# Exercise prompt:
Rewrite everything from the line containing "Annotation round 2 (review). The target object is over-the-range" down to the line containing "295,218,308,239" as a numbered list, skipping any blank lines. Include both of those lines and no other items.

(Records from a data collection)
------------------------------------------------------------------------

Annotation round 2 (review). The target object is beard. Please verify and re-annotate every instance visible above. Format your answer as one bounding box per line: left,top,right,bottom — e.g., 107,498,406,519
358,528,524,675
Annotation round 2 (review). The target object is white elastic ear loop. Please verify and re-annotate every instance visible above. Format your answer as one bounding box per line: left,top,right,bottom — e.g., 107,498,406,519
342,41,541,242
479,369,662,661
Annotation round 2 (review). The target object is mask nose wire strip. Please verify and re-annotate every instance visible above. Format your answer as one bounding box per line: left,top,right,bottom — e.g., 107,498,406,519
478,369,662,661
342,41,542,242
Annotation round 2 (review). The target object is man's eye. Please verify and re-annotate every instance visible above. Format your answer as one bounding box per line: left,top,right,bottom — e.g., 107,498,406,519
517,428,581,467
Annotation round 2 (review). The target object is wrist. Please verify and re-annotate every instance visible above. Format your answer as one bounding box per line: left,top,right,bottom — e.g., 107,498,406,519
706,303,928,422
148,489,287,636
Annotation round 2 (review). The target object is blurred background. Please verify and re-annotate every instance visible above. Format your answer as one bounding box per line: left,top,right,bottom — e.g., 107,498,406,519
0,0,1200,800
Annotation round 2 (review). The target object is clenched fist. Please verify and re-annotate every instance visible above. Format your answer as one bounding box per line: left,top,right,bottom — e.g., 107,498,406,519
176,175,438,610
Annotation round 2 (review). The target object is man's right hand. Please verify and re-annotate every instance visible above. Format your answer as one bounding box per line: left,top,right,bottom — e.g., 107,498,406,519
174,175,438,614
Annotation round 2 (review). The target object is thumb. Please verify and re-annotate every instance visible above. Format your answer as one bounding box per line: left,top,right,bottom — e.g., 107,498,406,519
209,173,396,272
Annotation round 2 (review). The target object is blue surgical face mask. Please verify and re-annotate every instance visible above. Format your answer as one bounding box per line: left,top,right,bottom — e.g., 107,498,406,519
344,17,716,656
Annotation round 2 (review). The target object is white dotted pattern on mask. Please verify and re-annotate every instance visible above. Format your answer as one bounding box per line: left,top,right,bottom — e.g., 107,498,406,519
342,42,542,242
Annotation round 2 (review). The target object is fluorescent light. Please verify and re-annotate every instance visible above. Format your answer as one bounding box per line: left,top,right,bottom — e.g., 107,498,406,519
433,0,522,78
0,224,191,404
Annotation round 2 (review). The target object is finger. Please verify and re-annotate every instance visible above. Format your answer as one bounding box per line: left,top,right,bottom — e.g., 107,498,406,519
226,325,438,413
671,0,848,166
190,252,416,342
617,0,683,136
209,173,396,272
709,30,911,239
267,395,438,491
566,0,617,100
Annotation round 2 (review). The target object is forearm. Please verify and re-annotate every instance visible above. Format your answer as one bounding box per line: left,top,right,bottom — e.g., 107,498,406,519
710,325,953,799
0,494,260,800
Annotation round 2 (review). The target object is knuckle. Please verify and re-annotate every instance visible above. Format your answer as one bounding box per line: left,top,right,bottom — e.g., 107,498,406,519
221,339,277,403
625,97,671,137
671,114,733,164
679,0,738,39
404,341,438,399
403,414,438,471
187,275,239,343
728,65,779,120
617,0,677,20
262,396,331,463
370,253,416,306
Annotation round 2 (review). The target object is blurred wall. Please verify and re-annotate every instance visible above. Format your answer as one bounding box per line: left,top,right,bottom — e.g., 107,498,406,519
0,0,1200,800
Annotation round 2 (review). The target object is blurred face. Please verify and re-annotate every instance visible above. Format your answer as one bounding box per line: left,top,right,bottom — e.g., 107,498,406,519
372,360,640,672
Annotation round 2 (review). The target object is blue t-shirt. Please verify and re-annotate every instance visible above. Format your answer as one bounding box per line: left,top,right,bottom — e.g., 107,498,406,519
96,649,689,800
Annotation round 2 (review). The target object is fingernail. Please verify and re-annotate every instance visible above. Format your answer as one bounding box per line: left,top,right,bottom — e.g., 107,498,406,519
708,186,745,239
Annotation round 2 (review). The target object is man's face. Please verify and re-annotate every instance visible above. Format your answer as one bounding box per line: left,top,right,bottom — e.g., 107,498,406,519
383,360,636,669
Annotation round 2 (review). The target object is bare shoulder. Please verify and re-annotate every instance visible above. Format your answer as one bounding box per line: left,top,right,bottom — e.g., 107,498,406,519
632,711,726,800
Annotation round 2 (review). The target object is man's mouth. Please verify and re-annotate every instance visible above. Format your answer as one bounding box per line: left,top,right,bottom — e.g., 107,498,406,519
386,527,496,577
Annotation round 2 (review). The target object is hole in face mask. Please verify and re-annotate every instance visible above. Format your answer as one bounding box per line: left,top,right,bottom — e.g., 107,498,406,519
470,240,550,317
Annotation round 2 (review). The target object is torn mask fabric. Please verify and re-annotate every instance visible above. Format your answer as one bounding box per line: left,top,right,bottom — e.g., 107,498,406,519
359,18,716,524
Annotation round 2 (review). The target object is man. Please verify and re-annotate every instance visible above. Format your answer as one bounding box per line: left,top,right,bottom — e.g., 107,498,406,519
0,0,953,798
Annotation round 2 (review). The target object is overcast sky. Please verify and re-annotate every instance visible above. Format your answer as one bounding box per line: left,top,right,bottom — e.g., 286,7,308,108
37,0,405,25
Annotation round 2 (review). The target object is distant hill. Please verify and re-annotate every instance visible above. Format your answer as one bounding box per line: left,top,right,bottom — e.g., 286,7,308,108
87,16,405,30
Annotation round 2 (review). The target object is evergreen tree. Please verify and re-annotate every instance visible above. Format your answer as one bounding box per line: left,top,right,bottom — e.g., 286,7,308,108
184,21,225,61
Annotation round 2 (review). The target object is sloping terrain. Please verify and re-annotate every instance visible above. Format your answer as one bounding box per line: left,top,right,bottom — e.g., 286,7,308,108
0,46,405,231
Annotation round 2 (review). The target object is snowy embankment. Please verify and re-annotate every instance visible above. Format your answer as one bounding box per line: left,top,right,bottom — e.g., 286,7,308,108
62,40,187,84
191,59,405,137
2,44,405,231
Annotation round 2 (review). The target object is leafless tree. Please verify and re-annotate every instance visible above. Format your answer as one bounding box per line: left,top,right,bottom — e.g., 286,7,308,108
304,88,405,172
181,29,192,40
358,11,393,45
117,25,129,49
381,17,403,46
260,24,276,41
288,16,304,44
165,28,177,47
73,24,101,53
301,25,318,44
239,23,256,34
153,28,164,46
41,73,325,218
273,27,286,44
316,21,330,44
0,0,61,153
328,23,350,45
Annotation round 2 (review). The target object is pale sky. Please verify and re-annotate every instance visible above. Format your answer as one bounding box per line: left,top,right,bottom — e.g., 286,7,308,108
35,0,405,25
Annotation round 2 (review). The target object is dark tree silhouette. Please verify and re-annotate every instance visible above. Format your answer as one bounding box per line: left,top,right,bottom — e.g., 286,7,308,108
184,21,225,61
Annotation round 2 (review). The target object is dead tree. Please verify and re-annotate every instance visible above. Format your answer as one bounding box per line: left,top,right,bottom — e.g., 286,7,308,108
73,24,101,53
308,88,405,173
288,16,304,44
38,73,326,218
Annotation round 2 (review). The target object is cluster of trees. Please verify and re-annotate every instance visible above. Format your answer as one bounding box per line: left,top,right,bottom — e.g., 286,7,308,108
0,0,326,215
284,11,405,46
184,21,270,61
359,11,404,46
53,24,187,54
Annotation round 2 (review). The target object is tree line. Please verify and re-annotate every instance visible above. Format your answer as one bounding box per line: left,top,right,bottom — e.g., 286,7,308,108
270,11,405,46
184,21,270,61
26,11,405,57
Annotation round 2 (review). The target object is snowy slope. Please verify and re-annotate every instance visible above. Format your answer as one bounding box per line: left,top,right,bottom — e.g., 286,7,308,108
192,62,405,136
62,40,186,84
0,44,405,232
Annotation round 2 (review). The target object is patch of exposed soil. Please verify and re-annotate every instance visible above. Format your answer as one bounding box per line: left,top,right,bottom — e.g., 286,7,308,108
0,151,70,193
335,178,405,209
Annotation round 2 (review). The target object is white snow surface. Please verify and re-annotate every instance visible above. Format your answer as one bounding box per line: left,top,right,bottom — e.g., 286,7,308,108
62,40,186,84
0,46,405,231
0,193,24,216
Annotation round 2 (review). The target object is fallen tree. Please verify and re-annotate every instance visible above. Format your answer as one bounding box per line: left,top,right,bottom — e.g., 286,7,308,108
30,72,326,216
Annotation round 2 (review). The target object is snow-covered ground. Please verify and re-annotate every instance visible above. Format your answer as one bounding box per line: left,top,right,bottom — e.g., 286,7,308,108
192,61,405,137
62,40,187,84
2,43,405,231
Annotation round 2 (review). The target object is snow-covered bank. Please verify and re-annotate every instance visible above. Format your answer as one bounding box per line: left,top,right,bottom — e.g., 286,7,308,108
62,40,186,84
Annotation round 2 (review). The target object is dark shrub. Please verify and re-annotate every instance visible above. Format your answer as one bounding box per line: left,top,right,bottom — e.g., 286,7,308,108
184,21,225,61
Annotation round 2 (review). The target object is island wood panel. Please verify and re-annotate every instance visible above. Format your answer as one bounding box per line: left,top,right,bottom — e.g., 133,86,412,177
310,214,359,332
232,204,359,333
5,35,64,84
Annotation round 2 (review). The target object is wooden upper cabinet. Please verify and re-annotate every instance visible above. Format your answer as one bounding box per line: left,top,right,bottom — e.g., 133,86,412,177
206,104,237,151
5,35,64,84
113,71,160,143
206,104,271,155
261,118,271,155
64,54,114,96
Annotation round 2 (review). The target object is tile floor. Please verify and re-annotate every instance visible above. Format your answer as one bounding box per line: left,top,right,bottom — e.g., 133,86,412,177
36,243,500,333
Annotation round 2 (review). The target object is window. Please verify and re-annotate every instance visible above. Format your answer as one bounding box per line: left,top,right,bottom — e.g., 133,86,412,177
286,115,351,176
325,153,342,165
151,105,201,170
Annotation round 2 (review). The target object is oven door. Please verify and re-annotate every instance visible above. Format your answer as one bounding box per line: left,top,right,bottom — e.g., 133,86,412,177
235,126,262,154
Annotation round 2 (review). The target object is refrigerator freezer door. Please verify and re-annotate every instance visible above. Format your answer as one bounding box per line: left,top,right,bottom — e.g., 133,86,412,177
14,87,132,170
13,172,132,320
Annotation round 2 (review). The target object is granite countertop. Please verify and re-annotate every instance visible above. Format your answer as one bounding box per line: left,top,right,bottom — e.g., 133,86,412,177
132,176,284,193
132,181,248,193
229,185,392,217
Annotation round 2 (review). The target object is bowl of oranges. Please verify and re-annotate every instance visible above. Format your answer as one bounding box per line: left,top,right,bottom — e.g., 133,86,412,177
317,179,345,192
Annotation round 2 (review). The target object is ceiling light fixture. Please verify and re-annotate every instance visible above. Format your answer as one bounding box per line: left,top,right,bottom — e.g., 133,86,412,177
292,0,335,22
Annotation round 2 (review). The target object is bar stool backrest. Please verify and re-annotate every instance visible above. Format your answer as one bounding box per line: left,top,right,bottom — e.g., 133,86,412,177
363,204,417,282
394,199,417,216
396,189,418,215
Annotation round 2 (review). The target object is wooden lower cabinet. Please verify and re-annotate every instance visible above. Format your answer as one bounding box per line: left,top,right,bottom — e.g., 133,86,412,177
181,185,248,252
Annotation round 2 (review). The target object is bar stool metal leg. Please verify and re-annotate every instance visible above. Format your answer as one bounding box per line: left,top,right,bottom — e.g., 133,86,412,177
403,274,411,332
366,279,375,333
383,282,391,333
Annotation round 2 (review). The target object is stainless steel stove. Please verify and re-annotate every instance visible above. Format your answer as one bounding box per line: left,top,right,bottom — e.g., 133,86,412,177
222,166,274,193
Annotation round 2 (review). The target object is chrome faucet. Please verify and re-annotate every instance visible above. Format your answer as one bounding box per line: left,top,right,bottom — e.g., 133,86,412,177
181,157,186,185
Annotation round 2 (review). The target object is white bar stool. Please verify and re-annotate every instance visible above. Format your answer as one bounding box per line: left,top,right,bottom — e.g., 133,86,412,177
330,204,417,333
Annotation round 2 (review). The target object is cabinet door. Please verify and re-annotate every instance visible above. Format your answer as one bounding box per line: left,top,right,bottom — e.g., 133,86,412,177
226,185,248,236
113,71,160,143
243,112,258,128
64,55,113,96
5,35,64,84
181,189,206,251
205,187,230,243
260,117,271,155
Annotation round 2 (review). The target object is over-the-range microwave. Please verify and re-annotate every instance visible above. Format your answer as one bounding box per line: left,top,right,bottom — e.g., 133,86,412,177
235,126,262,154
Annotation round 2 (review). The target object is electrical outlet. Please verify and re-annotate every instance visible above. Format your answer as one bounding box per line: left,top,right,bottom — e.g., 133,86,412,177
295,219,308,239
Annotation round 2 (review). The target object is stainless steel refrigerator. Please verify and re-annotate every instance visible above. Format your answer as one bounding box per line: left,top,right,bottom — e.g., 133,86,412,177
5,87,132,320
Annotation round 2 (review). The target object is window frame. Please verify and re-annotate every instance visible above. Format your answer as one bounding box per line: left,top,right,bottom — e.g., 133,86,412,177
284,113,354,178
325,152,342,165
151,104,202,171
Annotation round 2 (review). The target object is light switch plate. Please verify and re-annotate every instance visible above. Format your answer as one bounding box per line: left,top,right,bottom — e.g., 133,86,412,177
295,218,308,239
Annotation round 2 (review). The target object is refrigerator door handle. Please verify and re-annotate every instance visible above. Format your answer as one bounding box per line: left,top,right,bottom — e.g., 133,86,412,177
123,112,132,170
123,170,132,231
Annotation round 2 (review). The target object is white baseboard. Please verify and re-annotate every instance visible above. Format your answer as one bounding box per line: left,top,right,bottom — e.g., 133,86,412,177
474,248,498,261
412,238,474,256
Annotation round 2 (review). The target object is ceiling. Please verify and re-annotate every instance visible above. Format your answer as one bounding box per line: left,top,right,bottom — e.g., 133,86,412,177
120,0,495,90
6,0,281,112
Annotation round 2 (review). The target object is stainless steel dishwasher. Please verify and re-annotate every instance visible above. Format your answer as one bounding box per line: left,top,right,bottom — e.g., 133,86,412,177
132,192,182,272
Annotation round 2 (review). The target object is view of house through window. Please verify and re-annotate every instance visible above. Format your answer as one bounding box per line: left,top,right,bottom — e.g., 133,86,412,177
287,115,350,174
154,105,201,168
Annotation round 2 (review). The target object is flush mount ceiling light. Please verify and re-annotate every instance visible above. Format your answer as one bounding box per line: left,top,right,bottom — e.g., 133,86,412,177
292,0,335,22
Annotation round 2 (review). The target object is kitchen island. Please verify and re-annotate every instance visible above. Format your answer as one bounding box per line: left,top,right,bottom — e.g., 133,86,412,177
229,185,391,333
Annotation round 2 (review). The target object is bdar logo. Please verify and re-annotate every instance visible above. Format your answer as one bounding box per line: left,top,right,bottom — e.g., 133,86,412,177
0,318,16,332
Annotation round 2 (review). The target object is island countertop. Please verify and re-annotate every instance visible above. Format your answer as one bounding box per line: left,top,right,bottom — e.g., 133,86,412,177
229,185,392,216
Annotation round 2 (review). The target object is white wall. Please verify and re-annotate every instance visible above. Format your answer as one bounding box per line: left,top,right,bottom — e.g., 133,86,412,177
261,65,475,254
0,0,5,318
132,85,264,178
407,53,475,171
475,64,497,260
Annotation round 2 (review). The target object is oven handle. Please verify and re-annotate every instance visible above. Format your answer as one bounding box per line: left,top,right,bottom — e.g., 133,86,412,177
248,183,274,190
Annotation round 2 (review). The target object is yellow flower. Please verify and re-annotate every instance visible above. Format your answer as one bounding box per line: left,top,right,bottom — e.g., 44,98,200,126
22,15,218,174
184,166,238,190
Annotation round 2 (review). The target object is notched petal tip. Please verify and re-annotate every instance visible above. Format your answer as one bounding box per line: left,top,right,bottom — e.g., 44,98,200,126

------------------------------------------------------------------------

# Result of the task:
1. Annotation round 2 (review). The target object is over-the-range microwave. Please verify and re-annotate every instance visible above. Format your answer as one bounding box per line: left,top,right,bottom — e.g., 133,86,412,177
2. 235,126,262,154
3. Annotation round 2 (review). The target object is electrical outlet. Please verify and re-annotate every instance visible above. Format your answer as one bounding box per line: left,top,right,bottom — e.g., 133,86,412,177
4. 295,219,308,239
5. Annotation round 2 (review). The target object is stainless steel refrigerator. Please verify and re-annotate every instance visible above. Format your answer as one bounding box per line: left,top,right,bottom — e.g., 133,86,412,177
6. 5,87,132,320
7. Annotation round 2 (review). The target object is window frame. Please verify and re-annotate every instance visible above. Format your answer as one bounding box per line: left,top,right,bottom — e.g., 133,86,412,177
8. 284,113,354,178
9. 325,152,342,165
10. 151,104,202,171
11. Annotation round 2 (review). The target object is light switch plate. Please verify and re-annotate every instance visible above. Format your answer as one bounding box per line: left,top,right,bottom — e.g., 133,86,412,177
12. 295,218,308,239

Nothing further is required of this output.